_RECORDS SHOWN_.
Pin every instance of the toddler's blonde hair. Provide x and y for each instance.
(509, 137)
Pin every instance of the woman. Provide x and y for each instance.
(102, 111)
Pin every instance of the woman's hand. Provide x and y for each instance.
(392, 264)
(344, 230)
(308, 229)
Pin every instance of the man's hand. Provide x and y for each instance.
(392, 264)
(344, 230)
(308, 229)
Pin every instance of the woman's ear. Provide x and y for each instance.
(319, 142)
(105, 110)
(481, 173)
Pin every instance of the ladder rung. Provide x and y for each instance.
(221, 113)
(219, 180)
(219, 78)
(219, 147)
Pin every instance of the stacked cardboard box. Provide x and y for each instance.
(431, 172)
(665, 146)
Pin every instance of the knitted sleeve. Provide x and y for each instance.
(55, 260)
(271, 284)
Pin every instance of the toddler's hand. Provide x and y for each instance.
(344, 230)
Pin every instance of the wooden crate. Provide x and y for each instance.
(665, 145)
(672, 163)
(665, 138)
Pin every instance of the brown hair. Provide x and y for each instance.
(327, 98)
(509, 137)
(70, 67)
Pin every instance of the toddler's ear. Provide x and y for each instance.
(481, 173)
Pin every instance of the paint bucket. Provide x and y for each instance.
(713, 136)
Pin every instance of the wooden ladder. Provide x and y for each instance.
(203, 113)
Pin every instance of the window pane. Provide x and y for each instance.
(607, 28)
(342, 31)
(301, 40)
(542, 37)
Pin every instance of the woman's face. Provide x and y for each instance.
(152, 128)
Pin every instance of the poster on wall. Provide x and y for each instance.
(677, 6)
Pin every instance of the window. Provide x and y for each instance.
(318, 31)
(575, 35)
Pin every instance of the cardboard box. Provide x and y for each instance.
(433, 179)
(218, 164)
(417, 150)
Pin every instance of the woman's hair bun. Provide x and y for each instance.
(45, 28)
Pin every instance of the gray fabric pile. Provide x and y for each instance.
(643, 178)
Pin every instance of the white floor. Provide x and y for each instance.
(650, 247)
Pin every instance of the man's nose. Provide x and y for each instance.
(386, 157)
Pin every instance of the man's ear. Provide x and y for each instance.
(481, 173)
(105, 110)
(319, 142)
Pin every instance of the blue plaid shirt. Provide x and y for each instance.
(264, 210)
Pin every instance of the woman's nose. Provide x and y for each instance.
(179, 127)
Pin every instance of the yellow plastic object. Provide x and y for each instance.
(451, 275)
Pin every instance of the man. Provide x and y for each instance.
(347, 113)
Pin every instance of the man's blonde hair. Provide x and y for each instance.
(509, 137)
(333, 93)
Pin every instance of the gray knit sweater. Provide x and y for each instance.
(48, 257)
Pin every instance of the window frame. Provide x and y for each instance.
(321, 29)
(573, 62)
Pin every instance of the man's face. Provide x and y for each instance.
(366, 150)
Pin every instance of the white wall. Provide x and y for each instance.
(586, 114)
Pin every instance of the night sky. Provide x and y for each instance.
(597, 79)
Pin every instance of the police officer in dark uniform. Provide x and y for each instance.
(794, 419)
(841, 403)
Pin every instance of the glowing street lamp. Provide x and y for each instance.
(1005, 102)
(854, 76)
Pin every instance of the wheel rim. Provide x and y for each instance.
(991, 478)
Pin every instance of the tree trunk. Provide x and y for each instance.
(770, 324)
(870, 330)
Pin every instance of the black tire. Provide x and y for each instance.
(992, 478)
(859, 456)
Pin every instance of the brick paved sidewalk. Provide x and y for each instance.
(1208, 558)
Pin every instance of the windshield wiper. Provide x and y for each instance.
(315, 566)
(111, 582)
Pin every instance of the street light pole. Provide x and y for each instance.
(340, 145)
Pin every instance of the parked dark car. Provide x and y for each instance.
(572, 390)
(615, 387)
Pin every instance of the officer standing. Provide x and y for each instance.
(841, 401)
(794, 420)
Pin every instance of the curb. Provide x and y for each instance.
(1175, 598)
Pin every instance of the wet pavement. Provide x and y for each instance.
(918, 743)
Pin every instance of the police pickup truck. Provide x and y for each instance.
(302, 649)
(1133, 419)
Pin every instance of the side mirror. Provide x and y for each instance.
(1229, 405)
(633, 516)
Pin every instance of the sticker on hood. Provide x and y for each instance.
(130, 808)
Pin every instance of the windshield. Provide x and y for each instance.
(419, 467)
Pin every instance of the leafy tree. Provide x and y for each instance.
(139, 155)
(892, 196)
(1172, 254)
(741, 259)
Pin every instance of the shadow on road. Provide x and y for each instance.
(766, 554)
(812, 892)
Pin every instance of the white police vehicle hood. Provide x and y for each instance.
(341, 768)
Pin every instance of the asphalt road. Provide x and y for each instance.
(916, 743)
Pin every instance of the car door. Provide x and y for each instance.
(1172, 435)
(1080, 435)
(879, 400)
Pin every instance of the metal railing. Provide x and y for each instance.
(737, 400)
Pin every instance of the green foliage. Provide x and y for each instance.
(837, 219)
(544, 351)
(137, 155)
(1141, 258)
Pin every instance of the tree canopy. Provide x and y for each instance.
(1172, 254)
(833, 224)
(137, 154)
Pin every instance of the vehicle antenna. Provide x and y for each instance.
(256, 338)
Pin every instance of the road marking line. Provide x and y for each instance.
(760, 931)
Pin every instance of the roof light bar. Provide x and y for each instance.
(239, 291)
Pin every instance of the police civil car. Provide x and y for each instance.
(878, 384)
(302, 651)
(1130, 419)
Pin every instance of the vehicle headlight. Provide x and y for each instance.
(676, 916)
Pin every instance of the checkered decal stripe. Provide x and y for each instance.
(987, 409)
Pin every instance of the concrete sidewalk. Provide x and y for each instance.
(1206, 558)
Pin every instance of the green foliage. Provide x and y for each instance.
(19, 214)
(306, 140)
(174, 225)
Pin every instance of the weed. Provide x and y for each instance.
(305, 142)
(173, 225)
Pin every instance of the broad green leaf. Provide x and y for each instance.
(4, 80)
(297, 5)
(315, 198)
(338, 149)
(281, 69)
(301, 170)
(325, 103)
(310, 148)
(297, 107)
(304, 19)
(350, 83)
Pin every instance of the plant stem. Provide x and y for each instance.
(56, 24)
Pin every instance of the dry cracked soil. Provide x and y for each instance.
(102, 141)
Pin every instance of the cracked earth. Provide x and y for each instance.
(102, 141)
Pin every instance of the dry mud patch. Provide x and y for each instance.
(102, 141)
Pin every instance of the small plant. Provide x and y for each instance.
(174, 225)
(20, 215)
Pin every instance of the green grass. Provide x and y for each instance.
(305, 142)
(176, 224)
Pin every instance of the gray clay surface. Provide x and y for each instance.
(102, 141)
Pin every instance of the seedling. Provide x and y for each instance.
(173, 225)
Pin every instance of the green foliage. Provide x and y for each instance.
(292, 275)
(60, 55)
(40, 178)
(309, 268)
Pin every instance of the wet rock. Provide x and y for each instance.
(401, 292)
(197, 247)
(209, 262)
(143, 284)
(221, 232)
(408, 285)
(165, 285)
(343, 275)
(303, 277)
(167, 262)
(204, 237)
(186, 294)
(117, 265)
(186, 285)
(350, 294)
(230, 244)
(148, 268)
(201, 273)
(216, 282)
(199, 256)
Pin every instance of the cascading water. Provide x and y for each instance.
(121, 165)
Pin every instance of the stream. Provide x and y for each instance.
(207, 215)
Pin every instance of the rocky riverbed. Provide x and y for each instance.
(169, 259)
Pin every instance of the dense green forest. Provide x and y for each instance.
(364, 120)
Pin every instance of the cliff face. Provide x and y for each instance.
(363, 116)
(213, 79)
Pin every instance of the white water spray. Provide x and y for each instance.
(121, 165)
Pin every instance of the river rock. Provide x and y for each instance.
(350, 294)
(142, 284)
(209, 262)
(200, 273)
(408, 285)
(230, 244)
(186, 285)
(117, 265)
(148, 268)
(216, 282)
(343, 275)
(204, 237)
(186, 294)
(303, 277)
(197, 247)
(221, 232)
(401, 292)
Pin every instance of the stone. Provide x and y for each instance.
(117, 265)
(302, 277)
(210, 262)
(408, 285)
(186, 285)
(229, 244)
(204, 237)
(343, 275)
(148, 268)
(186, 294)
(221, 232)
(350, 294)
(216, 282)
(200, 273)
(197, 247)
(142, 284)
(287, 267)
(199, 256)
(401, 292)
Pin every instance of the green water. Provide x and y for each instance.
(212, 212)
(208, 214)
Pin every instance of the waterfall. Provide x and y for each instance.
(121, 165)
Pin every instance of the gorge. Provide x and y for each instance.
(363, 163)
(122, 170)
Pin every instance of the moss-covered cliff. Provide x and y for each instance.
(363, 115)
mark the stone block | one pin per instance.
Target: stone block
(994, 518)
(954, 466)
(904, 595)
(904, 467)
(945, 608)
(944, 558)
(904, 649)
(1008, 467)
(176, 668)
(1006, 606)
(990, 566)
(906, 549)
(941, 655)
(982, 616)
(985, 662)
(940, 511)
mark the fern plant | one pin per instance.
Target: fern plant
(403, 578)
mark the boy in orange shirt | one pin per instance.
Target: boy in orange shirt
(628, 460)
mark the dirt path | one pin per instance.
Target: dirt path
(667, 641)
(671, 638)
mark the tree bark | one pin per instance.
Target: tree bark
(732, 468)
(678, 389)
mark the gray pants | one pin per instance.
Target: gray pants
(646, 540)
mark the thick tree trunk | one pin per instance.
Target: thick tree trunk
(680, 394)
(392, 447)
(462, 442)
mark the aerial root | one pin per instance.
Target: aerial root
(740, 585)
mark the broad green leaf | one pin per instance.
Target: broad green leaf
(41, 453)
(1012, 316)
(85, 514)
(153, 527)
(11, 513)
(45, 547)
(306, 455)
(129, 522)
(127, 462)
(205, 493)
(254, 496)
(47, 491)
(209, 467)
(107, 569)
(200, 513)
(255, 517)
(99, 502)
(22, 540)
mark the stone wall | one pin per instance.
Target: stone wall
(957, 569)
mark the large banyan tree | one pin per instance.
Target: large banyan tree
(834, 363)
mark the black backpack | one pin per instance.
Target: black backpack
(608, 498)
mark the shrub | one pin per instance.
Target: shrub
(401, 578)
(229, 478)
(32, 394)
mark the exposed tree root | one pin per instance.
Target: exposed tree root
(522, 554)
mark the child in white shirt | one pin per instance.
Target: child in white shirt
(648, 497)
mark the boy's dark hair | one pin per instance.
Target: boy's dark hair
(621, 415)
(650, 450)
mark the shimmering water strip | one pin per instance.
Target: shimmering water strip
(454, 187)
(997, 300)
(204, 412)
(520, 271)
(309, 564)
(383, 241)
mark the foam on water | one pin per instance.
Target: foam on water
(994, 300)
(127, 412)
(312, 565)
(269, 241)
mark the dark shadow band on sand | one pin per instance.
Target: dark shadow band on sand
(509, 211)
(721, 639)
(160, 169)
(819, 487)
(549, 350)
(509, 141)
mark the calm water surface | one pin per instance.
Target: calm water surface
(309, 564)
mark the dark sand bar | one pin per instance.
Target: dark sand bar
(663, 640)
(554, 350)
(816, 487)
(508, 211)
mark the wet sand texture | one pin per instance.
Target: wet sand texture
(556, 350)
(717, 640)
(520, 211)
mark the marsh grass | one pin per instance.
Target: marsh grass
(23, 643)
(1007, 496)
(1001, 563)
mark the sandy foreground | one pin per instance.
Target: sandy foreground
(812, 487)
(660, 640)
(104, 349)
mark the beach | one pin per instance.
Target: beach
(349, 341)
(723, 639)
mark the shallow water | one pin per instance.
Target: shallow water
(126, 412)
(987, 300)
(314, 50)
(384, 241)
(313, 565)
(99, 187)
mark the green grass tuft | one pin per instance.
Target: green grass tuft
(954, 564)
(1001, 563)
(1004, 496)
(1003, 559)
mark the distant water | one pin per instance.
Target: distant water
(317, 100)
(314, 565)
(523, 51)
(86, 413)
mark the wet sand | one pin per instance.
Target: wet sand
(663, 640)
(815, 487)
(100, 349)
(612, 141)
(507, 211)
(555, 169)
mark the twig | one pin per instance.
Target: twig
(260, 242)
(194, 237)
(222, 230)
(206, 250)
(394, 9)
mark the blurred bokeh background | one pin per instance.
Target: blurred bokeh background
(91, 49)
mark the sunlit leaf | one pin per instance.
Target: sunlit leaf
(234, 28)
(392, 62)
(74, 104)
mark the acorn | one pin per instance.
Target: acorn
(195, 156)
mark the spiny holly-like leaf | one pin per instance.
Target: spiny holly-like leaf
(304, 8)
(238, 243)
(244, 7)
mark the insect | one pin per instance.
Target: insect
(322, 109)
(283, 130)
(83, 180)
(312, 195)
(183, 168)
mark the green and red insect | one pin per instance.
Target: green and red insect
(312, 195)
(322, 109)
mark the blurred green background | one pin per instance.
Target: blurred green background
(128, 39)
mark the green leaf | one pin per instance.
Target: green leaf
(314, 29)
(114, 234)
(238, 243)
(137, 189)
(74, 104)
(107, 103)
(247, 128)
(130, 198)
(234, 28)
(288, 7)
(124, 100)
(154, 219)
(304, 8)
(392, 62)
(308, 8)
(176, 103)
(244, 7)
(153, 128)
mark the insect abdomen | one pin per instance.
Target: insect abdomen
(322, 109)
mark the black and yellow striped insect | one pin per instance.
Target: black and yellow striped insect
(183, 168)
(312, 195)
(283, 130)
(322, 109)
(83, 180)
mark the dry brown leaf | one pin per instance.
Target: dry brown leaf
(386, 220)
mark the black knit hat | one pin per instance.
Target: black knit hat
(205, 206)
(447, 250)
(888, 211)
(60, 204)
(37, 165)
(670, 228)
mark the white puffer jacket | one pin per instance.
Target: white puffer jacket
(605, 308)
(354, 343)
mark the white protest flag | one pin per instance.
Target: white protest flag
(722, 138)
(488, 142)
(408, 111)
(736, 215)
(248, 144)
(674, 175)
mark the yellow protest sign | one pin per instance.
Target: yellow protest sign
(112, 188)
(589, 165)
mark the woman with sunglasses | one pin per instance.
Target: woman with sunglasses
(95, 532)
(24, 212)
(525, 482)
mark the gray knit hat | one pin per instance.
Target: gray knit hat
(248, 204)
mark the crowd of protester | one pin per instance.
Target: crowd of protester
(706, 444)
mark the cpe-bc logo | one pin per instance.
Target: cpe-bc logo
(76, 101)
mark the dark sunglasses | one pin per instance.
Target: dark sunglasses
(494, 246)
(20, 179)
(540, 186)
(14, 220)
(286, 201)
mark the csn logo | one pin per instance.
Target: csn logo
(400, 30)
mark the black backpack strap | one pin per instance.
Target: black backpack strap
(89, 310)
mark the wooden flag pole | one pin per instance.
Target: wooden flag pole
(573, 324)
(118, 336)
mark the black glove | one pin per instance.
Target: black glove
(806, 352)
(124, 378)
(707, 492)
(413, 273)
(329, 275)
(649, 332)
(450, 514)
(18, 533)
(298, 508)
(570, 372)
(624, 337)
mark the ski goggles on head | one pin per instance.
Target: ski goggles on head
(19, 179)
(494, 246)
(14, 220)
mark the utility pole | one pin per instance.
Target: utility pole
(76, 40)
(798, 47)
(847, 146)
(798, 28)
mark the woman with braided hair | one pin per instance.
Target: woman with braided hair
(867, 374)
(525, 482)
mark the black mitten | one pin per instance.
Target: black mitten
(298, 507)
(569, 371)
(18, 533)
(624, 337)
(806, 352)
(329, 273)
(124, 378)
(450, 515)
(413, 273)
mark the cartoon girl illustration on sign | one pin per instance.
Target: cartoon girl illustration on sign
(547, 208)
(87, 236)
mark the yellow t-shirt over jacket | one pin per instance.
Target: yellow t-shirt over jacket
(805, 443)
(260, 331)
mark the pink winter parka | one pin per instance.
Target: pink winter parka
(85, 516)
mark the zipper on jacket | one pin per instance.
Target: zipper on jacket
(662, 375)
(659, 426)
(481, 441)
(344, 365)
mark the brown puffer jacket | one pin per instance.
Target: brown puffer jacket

_EXERCISE DESCRIPTION_. Nothing but the lines from the one with "mark the black mitten | one pin per instance." through the end of the data above should be repeated, each exactly as it stands.

_THE RESPONSE_.
mark the black mitten | one pin per instance.
Target: black mitten
(298, 507)
(569, 371)
(18, 533)
(624, 337)
(806, 352)
(329, 273)
(124, 378)
(450, 515)
(413, 273)
mark the cartoon girl illustration on sign | one pin per instance.
Target: cartoon girl illustration on sign
(547, 208)
(87, 236)
mark the yellow t-shirt over jacket | one pin per instance.
Target: yellow t-shirt over jacket
(805, 443)
(260, 331)
mark the pink winter parka | one pin per instance.
Target: pink winter parka
(85, 516)
mark the zipper on jacket | one pin per instance.
Target: zipper on jacket
(662, 375)
(659, 426)
(481, 441)
(344, 365)
mark the brown puffer jacket | one pin per instance.
Target: brown puffer jacket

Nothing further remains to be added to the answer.